(Pointing entries for named objects)
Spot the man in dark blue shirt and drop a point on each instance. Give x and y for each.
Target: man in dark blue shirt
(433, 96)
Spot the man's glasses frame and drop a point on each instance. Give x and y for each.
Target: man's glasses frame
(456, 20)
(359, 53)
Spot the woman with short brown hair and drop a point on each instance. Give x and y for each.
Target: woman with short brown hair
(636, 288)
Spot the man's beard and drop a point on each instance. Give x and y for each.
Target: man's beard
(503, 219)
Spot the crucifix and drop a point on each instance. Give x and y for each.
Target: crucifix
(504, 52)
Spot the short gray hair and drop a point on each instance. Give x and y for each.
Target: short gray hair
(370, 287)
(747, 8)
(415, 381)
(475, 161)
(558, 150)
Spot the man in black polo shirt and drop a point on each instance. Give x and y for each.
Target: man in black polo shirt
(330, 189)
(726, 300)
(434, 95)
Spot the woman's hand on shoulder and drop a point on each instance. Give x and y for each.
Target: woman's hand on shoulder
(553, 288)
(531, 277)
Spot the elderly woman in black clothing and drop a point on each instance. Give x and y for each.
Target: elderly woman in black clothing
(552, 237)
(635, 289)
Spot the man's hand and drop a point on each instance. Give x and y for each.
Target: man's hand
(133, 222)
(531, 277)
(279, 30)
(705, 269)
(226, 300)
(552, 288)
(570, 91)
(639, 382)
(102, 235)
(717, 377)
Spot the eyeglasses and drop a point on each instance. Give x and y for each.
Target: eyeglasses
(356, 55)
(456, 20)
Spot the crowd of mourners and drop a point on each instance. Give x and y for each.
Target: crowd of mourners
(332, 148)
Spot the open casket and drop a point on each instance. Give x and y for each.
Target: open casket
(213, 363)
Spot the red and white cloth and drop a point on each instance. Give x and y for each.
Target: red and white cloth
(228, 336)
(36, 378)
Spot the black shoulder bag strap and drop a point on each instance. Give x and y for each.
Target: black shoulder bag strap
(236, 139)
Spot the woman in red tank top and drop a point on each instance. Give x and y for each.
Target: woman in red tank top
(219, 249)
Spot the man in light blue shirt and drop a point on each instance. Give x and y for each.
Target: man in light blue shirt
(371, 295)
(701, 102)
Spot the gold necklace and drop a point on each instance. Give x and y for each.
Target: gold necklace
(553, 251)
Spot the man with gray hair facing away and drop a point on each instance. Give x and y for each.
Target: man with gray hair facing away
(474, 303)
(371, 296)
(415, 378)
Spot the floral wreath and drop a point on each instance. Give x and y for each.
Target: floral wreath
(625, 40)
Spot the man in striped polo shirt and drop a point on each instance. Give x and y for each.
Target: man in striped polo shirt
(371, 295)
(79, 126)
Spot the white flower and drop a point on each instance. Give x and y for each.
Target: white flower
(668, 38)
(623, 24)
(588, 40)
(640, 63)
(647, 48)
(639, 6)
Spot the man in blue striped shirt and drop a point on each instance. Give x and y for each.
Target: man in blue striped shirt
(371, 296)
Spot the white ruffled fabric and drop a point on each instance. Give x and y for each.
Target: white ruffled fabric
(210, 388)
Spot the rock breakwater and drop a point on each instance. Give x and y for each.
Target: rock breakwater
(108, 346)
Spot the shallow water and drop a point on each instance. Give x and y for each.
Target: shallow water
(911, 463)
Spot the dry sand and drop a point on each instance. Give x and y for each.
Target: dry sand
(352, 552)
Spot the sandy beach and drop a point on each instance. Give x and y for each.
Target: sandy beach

*Job*
Present every one of the lines above as a numbered list, skipping any blank lines.

*Response*
1. Spot the man in dark blue shirt and drop a point on each instance. Give x and y for each.
2. Target: man in dark blue shirt
3. (433, 96)
4. Spot the man's glasses frame and drop a point on each instance. Give x and y for each.
5. Target: man's glasses frame
6. (456, 20)
7. (359, 53)
8. Spot the woman with short brown hair and drop a point on each instance. Give x and y for each.
9. Target: woman with short brown hair
10. (636, 288)
11. Spot the man's beard and drop a point on each instance. Give x and y for each.
12. Target: man's beard
13. (503, 219)
14. Spot the crucifix and drop a point on each instance. Give x and y for each.
15. Target: crucifix
16. (504, 52)
17. Spot the short gray hair and drop a point on each instance. Give x and y for each.
18. Target: short gray hair
19. (370, 287)
20. (747, 8)
21. (415, 381)
22. (475, 161)
23. (558, 150)
24. Spot the man in black polo shirt and drop a point on each instance. Give x and y for each.
25. Target: man in black polo shirt
26. (330, 189)
27. (726, 300)
28. (434, 95)
29. Spot the woman's hand on shoulder and drop a point on each instance. Give x and y for each.
30. Target: woman's hand on shoulder
31. (553, 288)
32. (531, 277)
33. Spot the elderly woman in black clothing and drop a point on each instance. Give x and y for each.
34. Target: elderly woman in black clothing
35. (552, 237)
36. (635, 289)
37. Spot the man's hand and drop a point on each instance. Give x and y for each.
38. Target: man's hand
39. (133, 222)
40. (531, 277)
41. (279, 30)
42. (705, 269)
43. (226, 300)
44. (552, 288)
45. (570, 91)
46. (639, 382)
47. (102, 235)
48. (717, 377)
49. Spot the eyeglasses and drop a point on each instance. Give x and y for each.
50. Target: eyeglasses
51. (356, 55)
52. (456, 20)
53. Spot the crowd of mourners and drop a point on each instance. Give x and y for each.
54. Target: crowd of mourners
55. (332, 148)
56. Spot the open casket and drop a point on each instance. Give x and y for each.
57. Target: open casket
58. (213, 363)
59. Spot the red and white cloth and drop a point on each instance. Give x and y for each.
60. Target: red and white cloth
61. (228, 336)
62. (36, 378)
63. Spot the black shoulder bag strap and drop a point on each instance. Give x and y for each.
64. Target: black shoulder bag strap
65. (236, 139)
66. Spot the woman in red tank top and drop a point on each instance. Give x and y for each.
67. Target: woman in red tank top
68. (219, 249)
69. Spot the man in light blue shirt and drop a point on each instance. Give x and y for each.
70. Target: man in light blue shirt
71. (371, 295)
72. (701, 102)
73. Spot the gold necklace and drop a point on each instance. Give x and y for each.
74. Target: gold necklace
75. (553, 251)
76. Spot the man with gray hair facing away and drop a point on each instance. Give x and y for each.
77. Target: man with gray hair facing away
78. (474, 303)
79. (371, 296)
80. (415, 378)
81. Spot the floral wreath and drop a point on each instance. Give x and y for each.
82. Target: floral wreath
83. (625, 40)
84. Spot the man in striped polo shirt and drop a point on each instance. Give x and y for each.
85. Target: man in striped polo shirt
86. (371, 295)
87. (79, 126)
88. Spot the white flower and drop a point on each instance. Give x and y for each.
89. Target: white flower
90. (668, 38)
91. (623, 24)
92. (588, 40)
93. (640, 63)
94. (647, 48)
95. (639, 6)
96. Spot the man in blue striped shirt and drop a point on each instance. Give x and y for each.
97. Target: man in blue striped shirt
98. (371, 296)
99. Spot the white ruffled fabric and drop a point on each instance. Give x and y for each.
100. Target: white ruffled fabric
101. (210, 388)
102. Spot the rock breakwater and drop a point on each instance. Give x and y for each.
103. Target: rock breakwater
104. (108, 346)
105. Spot the shallow water and drop a point on each instance. Give x and y for each.
106. Target: shallow water
107. (911, 463)
108. Spot the dry sand and drop a point on each instance. Give x and y for each.
109. Target: dry sand
110. (352, 552)
111. Spot the sandy beach and drop a point on each instance. Give x and y for each.
112. Target: sandy beach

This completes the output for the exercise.